DOCUMENT EXTRACT:
Theories influenced the founding fathers of United States and America Revolution (where it influenced the drafting of United States Declaration of Independence by Thomas Jefferson)

Prof comment: those chthonic views are of early humans may be found in Marx’s time or primitive communism.

Marx believed in having no class = no personal/private property. Not consistent with Locke’s argument.  

Locke argues that lack of protection of  personal property with lead to social contract
Law is the register of general will and governments can only be tolerated so long as it accurately reflects the general will.

Whoever refuses general will shall be compelled by force.

He believes that disobedience is illegitimate and that it is a failure to discharge moral obligation of a citizen.

Compare this position to Socrates & Acquinas.
Believes in the concept of self-preservation as the greatest lesson of natural law.
Form of social contract: giving up his liberty to sovereign and the government to protect the entitlements.
Rejected theory of representative government (agreed by both Hobbes and Locke)
Citizen must give absolute and unconditional obedience to the law.
Locke see it that pre civil society man in contrast to Hobbes – have both natural right and duties as creatures of God.

Men have the responsibility to hold other men responsible for breaches under his natural law which example right to property.

Dataset excerpts on object pointing
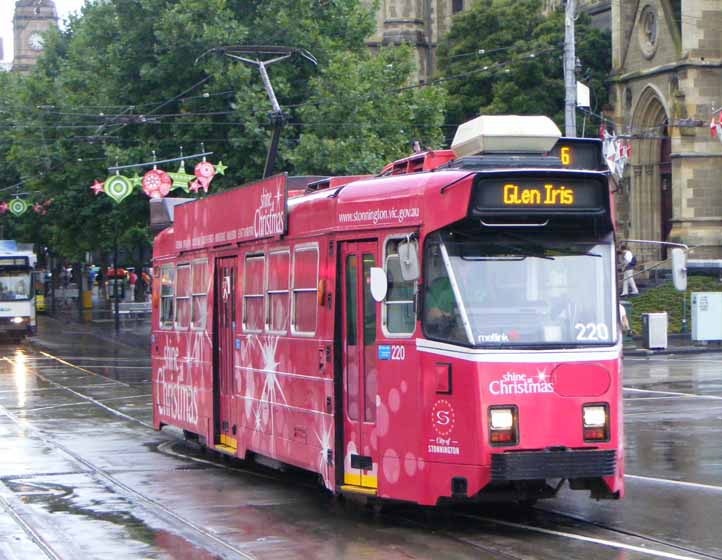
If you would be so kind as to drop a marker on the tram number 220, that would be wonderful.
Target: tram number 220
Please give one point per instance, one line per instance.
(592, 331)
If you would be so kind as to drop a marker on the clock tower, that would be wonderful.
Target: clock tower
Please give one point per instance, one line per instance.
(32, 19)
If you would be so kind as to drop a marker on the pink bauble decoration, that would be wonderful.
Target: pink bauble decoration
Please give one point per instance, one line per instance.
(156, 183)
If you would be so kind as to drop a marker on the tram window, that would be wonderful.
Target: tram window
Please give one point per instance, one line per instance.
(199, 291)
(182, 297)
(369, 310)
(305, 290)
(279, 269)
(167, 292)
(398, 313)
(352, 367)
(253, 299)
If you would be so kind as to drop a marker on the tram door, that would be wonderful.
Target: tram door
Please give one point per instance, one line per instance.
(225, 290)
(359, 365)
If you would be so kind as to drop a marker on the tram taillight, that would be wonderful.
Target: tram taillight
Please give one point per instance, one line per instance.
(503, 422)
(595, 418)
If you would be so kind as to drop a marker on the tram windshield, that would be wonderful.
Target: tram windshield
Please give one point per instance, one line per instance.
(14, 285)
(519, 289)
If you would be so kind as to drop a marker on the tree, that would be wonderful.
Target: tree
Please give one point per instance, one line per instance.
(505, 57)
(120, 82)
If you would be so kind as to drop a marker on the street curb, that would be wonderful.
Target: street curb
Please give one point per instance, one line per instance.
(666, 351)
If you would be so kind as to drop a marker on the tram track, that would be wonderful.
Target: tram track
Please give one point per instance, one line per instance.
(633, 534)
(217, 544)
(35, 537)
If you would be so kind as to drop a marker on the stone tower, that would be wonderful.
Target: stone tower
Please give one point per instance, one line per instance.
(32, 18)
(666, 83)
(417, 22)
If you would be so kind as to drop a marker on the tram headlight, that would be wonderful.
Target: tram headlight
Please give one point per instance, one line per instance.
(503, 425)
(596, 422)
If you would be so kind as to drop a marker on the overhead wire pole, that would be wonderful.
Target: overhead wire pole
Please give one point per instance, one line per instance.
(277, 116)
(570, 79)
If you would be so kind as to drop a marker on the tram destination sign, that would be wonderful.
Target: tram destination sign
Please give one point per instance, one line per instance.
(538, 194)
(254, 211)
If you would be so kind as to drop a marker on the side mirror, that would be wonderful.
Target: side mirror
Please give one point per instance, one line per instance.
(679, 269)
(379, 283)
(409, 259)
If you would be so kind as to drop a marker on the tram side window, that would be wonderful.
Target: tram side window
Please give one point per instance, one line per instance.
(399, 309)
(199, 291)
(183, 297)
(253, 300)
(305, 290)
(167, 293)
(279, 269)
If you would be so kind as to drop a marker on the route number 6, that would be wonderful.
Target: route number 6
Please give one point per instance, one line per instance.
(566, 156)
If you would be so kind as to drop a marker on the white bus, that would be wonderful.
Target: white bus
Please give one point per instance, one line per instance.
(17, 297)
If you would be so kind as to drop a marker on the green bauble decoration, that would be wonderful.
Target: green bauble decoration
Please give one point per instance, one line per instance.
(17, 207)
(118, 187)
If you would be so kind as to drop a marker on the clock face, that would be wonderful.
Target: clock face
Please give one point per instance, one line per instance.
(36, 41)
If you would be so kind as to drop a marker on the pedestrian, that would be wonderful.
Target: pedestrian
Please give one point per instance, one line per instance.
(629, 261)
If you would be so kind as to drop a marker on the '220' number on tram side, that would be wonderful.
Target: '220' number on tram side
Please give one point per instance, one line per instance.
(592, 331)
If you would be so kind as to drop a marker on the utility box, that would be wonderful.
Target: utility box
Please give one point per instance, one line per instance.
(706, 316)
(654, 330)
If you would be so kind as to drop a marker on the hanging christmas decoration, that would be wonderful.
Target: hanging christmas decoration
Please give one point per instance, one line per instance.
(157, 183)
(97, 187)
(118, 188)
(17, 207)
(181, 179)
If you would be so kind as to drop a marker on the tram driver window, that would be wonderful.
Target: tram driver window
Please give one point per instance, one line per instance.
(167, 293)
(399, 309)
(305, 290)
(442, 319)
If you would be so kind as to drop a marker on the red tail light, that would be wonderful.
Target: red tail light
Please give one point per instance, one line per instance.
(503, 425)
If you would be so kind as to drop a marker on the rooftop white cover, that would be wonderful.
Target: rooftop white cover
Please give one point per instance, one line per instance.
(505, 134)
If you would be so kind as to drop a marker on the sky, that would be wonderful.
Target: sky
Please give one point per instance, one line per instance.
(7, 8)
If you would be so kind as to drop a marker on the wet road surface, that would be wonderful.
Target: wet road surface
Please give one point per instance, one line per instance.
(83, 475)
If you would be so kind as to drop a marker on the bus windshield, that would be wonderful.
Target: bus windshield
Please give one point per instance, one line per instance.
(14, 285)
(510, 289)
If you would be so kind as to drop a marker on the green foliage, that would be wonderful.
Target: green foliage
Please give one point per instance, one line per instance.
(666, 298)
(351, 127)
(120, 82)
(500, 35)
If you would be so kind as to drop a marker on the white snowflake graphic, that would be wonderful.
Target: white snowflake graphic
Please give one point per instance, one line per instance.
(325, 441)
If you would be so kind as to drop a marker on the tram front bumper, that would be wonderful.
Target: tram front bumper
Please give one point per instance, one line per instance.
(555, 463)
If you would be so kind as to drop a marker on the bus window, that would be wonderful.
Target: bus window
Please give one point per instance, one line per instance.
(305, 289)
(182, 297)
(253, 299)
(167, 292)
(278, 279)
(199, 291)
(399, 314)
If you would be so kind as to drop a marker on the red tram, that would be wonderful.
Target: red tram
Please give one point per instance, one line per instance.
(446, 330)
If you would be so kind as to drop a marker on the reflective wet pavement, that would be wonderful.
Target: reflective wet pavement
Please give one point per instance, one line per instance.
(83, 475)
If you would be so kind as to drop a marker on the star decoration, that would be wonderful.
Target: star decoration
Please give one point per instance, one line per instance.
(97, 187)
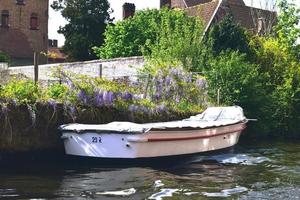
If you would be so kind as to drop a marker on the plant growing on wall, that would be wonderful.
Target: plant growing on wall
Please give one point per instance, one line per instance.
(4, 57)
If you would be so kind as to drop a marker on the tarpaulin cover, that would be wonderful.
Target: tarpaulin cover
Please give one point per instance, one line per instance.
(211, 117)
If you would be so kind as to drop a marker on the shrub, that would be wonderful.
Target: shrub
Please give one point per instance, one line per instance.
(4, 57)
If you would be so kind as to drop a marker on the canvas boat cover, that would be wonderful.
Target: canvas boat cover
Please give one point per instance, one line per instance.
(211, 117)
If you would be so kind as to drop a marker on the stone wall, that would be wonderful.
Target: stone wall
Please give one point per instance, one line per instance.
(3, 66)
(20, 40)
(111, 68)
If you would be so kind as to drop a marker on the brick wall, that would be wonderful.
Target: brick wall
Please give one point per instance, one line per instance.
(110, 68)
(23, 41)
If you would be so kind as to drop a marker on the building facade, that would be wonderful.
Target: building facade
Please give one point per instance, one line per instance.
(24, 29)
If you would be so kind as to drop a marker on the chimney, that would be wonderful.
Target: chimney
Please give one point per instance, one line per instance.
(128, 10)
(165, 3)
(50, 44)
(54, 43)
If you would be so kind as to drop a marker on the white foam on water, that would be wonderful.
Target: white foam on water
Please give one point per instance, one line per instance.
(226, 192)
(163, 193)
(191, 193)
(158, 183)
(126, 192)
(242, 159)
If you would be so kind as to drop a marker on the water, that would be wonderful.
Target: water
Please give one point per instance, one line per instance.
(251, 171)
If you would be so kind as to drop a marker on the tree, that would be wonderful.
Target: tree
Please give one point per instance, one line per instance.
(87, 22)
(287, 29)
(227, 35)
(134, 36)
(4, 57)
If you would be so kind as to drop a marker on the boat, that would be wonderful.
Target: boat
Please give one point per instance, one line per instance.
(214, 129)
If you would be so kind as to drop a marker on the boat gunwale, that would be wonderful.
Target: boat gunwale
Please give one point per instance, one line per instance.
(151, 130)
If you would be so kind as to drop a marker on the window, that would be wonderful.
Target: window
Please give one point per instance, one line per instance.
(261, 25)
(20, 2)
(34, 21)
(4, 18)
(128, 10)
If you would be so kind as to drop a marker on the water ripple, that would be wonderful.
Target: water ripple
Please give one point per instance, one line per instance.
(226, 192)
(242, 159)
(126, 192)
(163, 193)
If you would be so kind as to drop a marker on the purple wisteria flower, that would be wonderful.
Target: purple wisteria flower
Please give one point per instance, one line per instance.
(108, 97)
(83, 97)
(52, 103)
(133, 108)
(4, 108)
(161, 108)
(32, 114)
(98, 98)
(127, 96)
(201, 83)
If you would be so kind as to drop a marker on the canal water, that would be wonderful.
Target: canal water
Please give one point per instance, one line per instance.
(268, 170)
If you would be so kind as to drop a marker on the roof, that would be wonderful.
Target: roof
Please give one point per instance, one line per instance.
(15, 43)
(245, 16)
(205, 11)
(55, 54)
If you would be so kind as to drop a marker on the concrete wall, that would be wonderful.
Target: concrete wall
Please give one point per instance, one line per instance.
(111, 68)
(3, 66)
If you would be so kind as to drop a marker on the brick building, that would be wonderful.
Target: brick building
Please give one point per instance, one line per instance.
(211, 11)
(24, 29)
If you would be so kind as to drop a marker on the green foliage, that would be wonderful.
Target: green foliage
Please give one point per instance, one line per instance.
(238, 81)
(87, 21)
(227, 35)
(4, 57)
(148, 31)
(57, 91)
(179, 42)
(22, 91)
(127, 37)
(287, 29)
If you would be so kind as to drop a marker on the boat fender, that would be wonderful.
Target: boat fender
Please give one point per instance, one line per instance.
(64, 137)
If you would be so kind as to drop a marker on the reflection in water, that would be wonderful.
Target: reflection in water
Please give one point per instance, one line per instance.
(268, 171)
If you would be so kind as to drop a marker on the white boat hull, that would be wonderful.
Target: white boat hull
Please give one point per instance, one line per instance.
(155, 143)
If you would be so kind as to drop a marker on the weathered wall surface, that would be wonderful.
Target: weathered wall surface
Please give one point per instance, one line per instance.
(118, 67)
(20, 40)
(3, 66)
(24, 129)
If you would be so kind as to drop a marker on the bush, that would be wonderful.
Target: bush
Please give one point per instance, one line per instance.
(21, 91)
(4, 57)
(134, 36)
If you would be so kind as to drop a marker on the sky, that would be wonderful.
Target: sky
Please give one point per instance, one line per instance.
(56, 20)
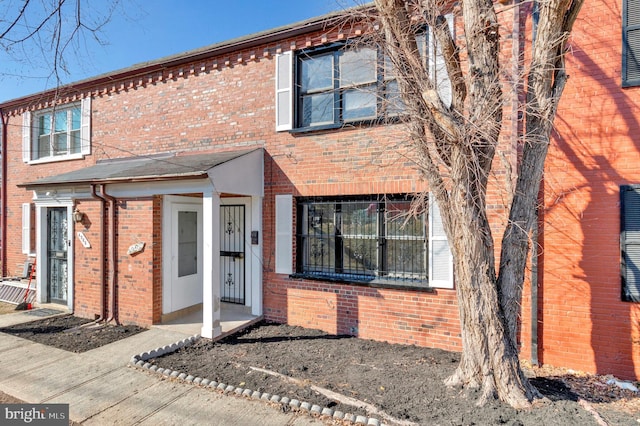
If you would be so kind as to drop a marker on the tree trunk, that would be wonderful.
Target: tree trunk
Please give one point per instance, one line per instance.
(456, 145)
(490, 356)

---

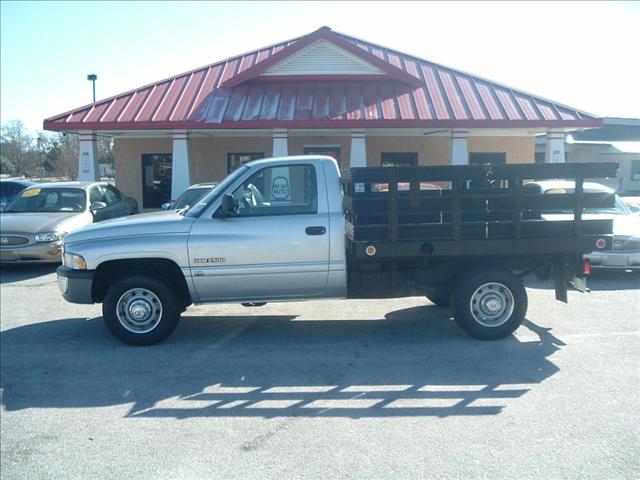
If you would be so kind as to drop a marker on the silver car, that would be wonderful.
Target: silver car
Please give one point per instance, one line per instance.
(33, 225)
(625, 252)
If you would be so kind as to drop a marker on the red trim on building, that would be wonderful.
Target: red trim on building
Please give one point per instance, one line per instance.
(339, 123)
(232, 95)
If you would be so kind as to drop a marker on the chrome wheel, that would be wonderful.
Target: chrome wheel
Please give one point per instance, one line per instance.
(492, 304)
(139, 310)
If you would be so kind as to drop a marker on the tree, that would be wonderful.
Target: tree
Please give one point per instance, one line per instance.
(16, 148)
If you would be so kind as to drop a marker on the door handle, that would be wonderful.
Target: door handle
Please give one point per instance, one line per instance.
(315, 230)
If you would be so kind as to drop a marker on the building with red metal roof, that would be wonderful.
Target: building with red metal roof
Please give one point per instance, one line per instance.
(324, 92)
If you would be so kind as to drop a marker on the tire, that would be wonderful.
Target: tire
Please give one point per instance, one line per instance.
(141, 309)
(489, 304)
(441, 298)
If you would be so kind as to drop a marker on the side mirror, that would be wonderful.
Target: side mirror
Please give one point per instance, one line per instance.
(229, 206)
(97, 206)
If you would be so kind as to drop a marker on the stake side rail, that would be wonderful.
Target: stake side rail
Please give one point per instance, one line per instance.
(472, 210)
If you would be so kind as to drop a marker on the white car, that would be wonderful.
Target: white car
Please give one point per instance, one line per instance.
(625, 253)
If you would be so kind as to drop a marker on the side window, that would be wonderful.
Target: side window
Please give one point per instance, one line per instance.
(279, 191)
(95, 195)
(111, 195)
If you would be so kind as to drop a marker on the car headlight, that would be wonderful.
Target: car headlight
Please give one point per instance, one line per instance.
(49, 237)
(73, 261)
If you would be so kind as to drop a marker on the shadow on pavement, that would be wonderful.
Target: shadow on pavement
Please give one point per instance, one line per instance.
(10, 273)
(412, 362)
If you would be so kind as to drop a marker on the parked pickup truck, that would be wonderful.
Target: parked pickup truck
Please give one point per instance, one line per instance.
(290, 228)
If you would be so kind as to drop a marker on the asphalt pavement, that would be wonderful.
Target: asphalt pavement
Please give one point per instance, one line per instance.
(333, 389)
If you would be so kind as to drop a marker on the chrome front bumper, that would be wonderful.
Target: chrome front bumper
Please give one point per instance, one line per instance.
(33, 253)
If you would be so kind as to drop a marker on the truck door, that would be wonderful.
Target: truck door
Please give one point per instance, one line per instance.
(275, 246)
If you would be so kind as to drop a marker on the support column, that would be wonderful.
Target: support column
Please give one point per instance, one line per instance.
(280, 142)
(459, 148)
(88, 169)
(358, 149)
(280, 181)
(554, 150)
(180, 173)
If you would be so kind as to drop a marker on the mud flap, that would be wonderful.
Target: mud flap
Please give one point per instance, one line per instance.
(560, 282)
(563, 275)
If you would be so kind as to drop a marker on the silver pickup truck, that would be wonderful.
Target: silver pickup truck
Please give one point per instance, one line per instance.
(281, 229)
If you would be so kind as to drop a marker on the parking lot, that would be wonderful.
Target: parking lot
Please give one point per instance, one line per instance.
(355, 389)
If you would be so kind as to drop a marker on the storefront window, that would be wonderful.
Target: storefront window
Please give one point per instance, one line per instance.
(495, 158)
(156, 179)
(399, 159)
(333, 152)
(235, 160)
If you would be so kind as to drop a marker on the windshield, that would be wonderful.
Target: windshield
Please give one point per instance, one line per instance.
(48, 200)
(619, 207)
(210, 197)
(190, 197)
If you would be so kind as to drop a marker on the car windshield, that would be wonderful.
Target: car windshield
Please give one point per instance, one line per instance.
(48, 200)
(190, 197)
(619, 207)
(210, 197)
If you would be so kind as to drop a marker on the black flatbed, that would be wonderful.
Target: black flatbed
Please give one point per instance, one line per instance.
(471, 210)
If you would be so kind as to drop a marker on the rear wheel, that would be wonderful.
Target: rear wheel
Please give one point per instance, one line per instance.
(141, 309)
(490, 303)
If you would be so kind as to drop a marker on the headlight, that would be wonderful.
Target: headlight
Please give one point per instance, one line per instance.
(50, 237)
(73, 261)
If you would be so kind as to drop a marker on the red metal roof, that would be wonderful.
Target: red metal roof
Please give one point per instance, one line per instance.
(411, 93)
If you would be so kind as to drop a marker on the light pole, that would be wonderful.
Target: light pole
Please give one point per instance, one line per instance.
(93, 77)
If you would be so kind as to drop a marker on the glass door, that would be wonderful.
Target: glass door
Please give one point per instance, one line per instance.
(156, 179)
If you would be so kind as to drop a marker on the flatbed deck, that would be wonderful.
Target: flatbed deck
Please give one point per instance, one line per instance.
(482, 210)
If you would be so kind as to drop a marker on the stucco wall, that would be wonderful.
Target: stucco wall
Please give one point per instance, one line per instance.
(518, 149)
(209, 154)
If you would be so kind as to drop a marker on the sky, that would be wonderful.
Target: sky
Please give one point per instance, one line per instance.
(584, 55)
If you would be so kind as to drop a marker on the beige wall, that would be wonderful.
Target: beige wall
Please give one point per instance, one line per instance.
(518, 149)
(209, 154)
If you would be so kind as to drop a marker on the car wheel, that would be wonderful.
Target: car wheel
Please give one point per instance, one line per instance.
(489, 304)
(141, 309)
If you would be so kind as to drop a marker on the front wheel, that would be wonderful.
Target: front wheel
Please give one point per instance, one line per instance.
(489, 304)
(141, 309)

OBJECTIVE 1:
Decide whether each statement agrees with the political theory notes. Answer yes or no for each, and quote the words from the notes that settle it.
(a) Marx's view of property is consistent with Locke's argument.
(b) Whoever refuses the general will is to be compelled by force.
(c) Disobedience is described as legitimate.
OBJECTIVE 2:
Pick up the political theory notes after their final line and continue them.

FINAL RESULT 1:
(a) No: "Not consistent with Locke’s argument."
(b) Yes: "Whoever refuses general will shall be compelled by force."
(c) No: "He believes that disobedience is illegitimate and that it is a failure to discharge moral obligation of a citizen."

FINAL RESULT 2:
Locke is worried for the increase of coercive power and danger off abuse of power through this concept of social contract giving entitlement to sovereign (give today’s situation as example)
Every law the people has not ratified is null and void. Meaning here he requires direct participation of the law and the people.

If one doesn’t accept and follow the law will be considered to be null and void.

His theory of general will if that is the case would replace the natural law standard making it even higher. Natural law requires unconditional obedience to sovereign.
His general will argument would make the strongest argument for democracy and totalitarianism.
Sometimes also known an authoritarian therefore the conflict against the theory of natural law because there should be a higher law.
Book of Two Treaties on Government:
-      Men put trust on sovereign to rule and if trust betrayed would amount to overthrown.
-      Meaning Locke agree to revolution when there is the issue of just and unjust law  to overthrown the sovereign if there is clear threat of  estates(properties), liberties (general rights) and lives of majority (people)
-      Can cross refer to Acquinas view similar
-      And cross refer to Fuller’s view
-      Example Russia, France  
Representative government:
A form of government when the powers of the sovereignty are delegated to a body of men, elected from time to time, who exercise them for the benefit of the whole nation.
Compare Antigone’s and Hobbes attitude
Locke said disturbing government is breach of law of nature but can do so when people are oppressed because of the unjust tyrants = therefore it becomes a right to every human in such scenario to resist and revolute.

Revolution is not the act of revenge but restoration of political disorder.

Hobbes doesn’t want to recognize the legitimacy of civil rebellion and taking it as invalid and illegitimate. Meaning people cannot rebel against the state
See example of American & French revolution both did not restore old order of the system.

Later:
The Great October incident of Russia (1917)   Chinese Revolution (1949)
Ayotallah Khomeini Revolution in Iran (1979)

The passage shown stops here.